%%

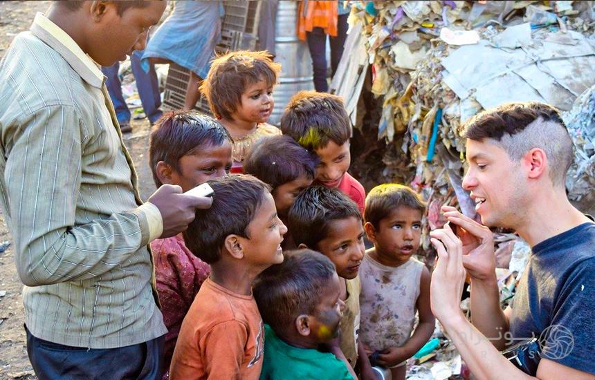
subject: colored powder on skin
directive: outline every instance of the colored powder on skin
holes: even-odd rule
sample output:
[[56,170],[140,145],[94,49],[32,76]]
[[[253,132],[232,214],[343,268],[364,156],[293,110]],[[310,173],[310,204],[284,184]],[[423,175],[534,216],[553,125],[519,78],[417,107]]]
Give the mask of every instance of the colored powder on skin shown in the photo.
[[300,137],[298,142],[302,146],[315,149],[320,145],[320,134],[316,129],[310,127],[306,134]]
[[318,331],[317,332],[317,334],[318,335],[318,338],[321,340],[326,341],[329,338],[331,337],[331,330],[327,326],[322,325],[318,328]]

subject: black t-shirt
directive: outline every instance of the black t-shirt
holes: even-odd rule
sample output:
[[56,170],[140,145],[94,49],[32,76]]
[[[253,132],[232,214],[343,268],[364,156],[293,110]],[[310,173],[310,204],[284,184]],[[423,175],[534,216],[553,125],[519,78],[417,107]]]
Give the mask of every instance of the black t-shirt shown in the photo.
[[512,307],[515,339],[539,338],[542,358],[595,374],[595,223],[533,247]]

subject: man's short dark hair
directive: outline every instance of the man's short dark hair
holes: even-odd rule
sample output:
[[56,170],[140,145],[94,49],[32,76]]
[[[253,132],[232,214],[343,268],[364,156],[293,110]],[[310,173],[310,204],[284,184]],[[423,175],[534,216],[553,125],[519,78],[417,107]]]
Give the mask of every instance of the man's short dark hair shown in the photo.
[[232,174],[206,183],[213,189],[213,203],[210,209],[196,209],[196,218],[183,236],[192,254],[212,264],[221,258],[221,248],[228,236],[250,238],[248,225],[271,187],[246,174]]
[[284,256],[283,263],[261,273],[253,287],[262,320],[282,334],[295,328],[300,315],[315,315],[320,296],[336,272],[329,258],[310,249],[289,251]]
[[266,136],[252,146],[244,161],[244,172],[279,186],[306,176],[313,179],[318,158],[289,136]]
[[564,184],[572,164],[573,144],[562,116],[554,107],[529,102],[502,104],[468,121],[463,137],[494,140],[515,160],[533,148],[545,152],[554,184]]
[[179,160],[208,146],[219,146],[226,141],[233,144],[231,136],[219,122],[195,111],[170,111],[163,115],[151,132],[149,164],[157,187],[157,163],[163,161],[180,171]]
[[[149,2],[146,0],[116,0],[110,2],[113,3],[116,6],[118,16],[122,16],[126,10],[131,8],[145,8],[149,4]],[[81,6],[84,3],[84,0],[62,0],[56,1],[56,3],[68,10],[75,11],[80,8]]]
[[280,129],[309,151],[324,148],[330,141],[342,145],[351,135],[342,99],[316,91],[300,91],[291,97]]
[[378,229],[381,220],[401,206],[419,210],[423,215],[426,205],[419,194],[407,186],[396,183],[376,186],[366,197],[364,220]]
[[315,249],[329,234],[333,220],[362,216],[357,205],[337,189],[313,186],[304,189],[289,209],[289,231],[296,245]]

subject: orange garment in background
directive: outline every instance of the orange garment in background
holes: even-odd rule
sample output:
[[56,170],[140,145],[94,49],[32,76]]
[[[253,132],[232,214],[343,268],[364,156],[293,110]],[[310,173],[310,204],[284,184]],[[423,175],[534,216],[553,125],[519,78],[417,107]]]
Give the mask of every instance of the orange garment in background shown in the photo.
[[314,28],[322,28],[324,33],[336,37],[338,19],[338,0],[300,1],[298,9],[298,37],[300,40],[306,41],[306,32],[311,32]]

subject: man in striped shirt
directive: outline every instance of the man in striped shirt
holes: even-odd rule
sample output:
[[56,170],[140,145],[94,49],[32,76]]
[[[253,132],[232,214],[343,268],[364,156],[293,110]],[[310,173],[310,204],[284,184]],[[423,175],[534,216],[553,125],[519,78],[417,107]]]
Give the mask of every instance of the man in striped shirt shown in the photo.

%%

- **PROBLEM TO WORK ON**:
Reproduce every one of the records above word for word, leaving out the pictures.

- **IN RESPONSE**:
subject: colored powder on skin
directive: outline every instance of the colored powder on skin
holes: even-odd rule
sample output:
[[56,170],[140,145],[94,49],[32,76]]
[[[253,132],[232,214],[343,268],[364,156],[293,110]],[[310,173],[310,204],[284,184]],[[423,175],[534,216],[553,125],[519,78],[417,107]]]
Give the mask of every instance of the colored powder on skin shown in the photo.
[[300,137],[298,142],[302,146],[315,149],[320,145],[320,134],[316,129],[310,127],[306,134]]
[[318,331],[317,332],[317,334],[318,335],[318,338],[321,340],[326,341],[329,338],[331,337],[331,330],[327,326],[322,325],[318,328]]

subject: black t-shirt
directive: outline every instance of the black t-shirt
holes: even-odd rule
sample output:
[[56,170],[140,145],[94,49],[32,76]]
[[[253,132],[232,214],[343,268],[364,156],[293,110]],[[310,173],[310,204],[284,184]],[[423,175],[534,216],[553,125],[519,78],[417,107]]]
Give the mask of every instance of the black t-shirt shown in the photo.
[[512,307],[515,339],[539,338],[542,358],[595,374],[595,223],[533,247]]

subject: man's short dark hair
directive: outline every instance of the man's short dark hair
holes: even-odd rule
sample output:
[[56,170],[140,145],[94,49],[32,76]]
[[[253,132],[232,214],[343,268],[364,156],[293,110]],[[310,173],[310,204],[284,184]],[[423,175],[534,216],[553,125],[519,78],[417,107]]]
Give the mask of every instance of the man's short dark hair shown in the photo.
[[232,174],[206,183],[213,189],[213,203],[210,209],[196,209],[196,218],[183,236],[192,254],[212,264],[221,258],[221,248],[228,236],[250,238],[248,225],[271,187],[246,174]]
[[284,256],[283,263],[261,273],[253,287],[262,320],[282,334],[295,328],[300,315],[315,315],[320,296],[336,272],[329,258],[310,249],[289,251]]
[[266,136],[252,146],[244,161],[244,172],[279,186],[306,176],[313,179],[318,158],[289,136]]
[[564,184],[572,164],[573,144],[562,116],[554,107],[529,102],[502,104],[468,121],[463,137],[494,140],[515,160],[533,148],[545,152],[554,184]]
[[179,160],[208,146],[219,146],[226,141],[233,144],[231,136],[219,122],[195,111],[170,111],[163,115],[151,132],[149,164],[157,187],[157,163],[163,161],[180,171]]
[[[149,2],[146,0],[116,0],[110,2],[113,3],[116,6],[118,16],[122,16],[126,10],[131,8],[145,8],[149,4]],[[81,6],[84,3],[84,0],[62,0],[56,1],[56,3],[68,10],[75,11],[80,8]]]
[[280,129],[309,151],[324,148],[330,141],[342,145],[351,135],[342,99],[316,91],[300,91],[291,97]]
[[378,229],[381,220],[401,206],[419,210],[423,215],[426,205],[419,194],[407,186],[396,183],[376,186],[366,197],[364,220]]
[[315,249],[329,234],[333,220],[362,216],[357,205],[337,189],[313,186],[304,189],[289,209],[289,231],[296,245]]

subject: orange garment in background
directive: outline every instance of the orange garment in background
holes: even-odd rule
sample output:
[[56,170],[140,145],[94,49],[32,76]]
[[[253,132],[232,214],[343,268],[364,156],[293,110]],[[310,173],[310,204],[284,184]],[[423,175],[534,216],[553,125],[519,78],[417,107]]]
Give the mask of every instance of the orange garment in background shown in the photo.
[[314,28],[322,28],[324,33],[336,37],[338,19],[338,0],[300,1],[298,9],[298,37],[300,40],[306,41],[306,32],[311,32]]

subject: man in striped shirt
directive: outline every instance of the man in striped shirt
holes: even-odd rule
sample output:
[[56,170],[140,145],[94,49],[32,76]]
[[[253,132],[232,214],[343,268],[364,156],[293,110]],[[310,173],[310,204],[284,184]],[[423,175],[534,216],[553,125],[519,78],[417,107]]]
Give the mask of every instance of the man in striped shirt shown in the photo.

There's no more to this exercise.